● **Aim**:
Supply the next part of the article on combining business intelligence with enterprise search, beginning immediately after its final sentence.

● **Text provided**:
[BEGIN]

Businesspeople want to access their company's BI data easily, then combine it with information stored in a slew of nondatabase formats. Search engines can make available all sorts of information in a way business users find intuitive.
Business intelligence (BI) has become the software of choice for companies looking to assess their performance and garner vital insights from data across the enterprise. Providing quantitative data and tools to manipulate it, BI helps organizations produce analyses that support decision-making. Large and midsize companies have invested many millions of dollars in BI software implementations as they strive to give business users information that will improve the company's results.
Originally BI was intended only for technically astute business analysts, but now many organizations are deploying these solutions to workers in sales, marketing, the contact center, the supply chain, and other areas of operations. This broad deployment means that BI technologies must meet these new users' expectations about ease of use and responsiveness.
One issue for this now-broadened universe of users is the difficulty of locating, among the many diverse reports in the BI repository, information relevant to their current tasks. An organization's data stores typically will contain not only information on financials, but also data on inventory, customer service, production details, and much more. In addition, today's BI users often find it difficult to create queries. Even when they know which table in a database contains the information they want, they may not know the column names for the specific data elements. Using SQL or a vendor-specific programming language to build a query requires technical knowledge and skill that the average business user has neither the time nor the inclination to learn.
Concurrently, the Internet has changed people's expectations about information accessibility. When search engines can deliver useful results from Web sites worldwide in a few seconds, business users question why BI applications should demand that they know which database or report holds the information they want. Accustomed to getting results rapidly through technologies from Google, Yahoo, and others, the new breed of BI users want search interfaces like those they're already familiar with to locate what they need, promptly, regardless of where in the organization the data resides. Taking note of this change in attitude, many BI vendors have announced plans to incorporate search capabilities into their products. The question now is not whether BI and search will converge, but when and how.
Ventana Research foresees two primary results of this convergence. The first is that it will become easier for business users to find information that has already been generated in BI systems somewhere in the enterprise. In most organizations, different groups have created specific business reports or dashboards to make the information that they need easy to access and apply. But the company overall may lack methods that simplify enterprisewide access to such data; utilizing search as an interface to query systems across the enterprise can be such a method. The other result of a convergence of BI and search will be the integration of data stored in a range of file types. For example, business results from a BI system, information about customer requests or shipment status in an Excel spreadsheet, and news from the Internet about the company's competitors could all be merged automatically into one regularly updated report. Combining traditional BI content with the information stored outside of databases — “unstructured” data — will provide a richer context for decision-making.
Anyone who is evaluating business intelligence or business performance management (BPM) technology for his or her organization should consider these types of emerging capabilities, which can access and merge information from a variety of source files. To determine whether this capability is yet on organizations' radar screens, Ventana Research undertook industry benchmark research designed to identify trends and best practices in the combination of business intelligence and enterprise search software to improve business efforts. We based our analysis and research on input from participants in 322 qualified organizations, most of which are located in the United States; respondents represented all major industry groups and company sizes ranging from less than $100 million to more than $10 billion in annual revenue. Slightly more than half of research participants work in lines of business, while 48 percent have IT job titles.

[END]

● **Dataset content**:
[BEGIN]

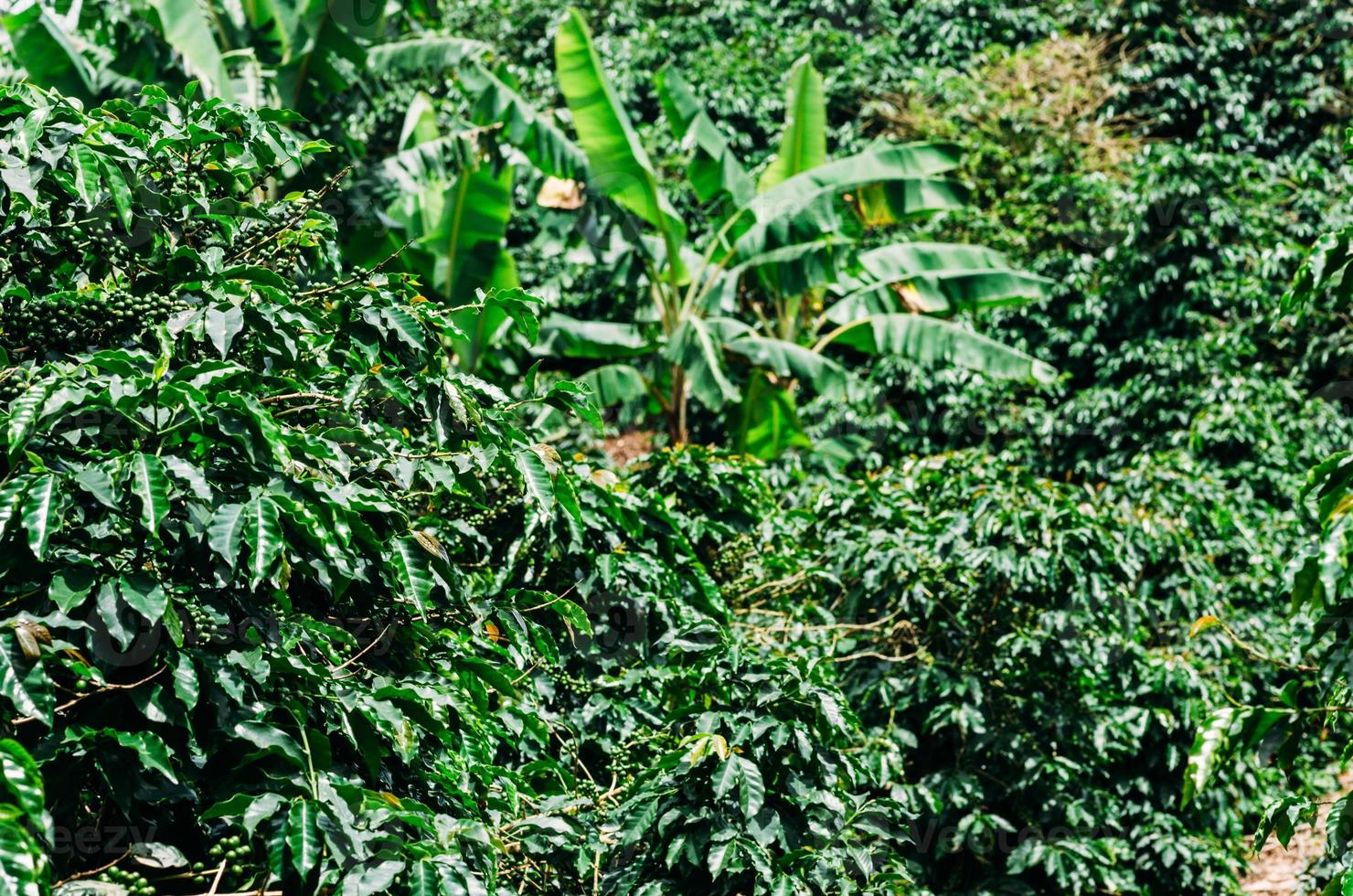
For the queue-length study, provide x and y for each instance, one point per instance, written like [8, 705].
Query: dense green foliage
[329, 332]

[END]

● **Output for this exercise**:
Plans for Adoption And Deployment
The results of our research reveal that organizations are in the early stages of integrating BI and search. Just 30 percent of organizations indicated that their companies have already combined the two. Yet there is significant awareness of the potential synergy of search and BI technologies: More than half of organizations said they will deploy some type of search capability over the next two years, and one in five organizations plans to deploy combined BI-search applications for the first time within the next year.
As exhibit 1, below, indicates, many of the applications that organizations have deployed or will deploy in the next year combine BI and search to help users run ad hoc queries against their BI data; 19 percent of organizations said they already have deployed such an application, and 25 percent plan to do it within a year. After that, the two most common capabilities for which they want to combine BI and search are the ability to find reports previously run by someone else in the organization and the ability to see reports that contain particular information. Clearly, organizations want to take advantage of information that they already have close at hand but that is not easy to find, and they see integrating search with BI as a way to get to it more quickly. In each of these cases, integration of the technologies can accelerate access to specific business information and thus speed up the processes of making decisions and taking action.
In addition, companies view the integration of search and BI in strategic terms; a majority of organizations indicated they plan to deploy it first to business analysts (71 percent) and executives (57 percent). These also are the two groups most likely to already have access to the integrated technologies, followed by line-of-business owners, who were the top candidates for deployment in the next 12 months. While organizations' mainstream BI activities are focused on broader deployments to operational managers and frontline workers, only 16 percent of respondents rated extending BI to new users within their enterprise as the number-one benefit of combining BI technologies with search. It seems clear that in the early phases of this technology, it will be deployed primarily to the more elite users, just as BI was in the 1990s.
Once an organization has made the investment to provide a single application in which senior managers can search all business intelligence content, however, midlevel operations managers and frontline workers will stand to benefit from a second phase of deployment. Based on our benchmark findings, we advise organizations to think progressively and determine how to make BI more accessible by making the search interface available to all relevant knowledge workers.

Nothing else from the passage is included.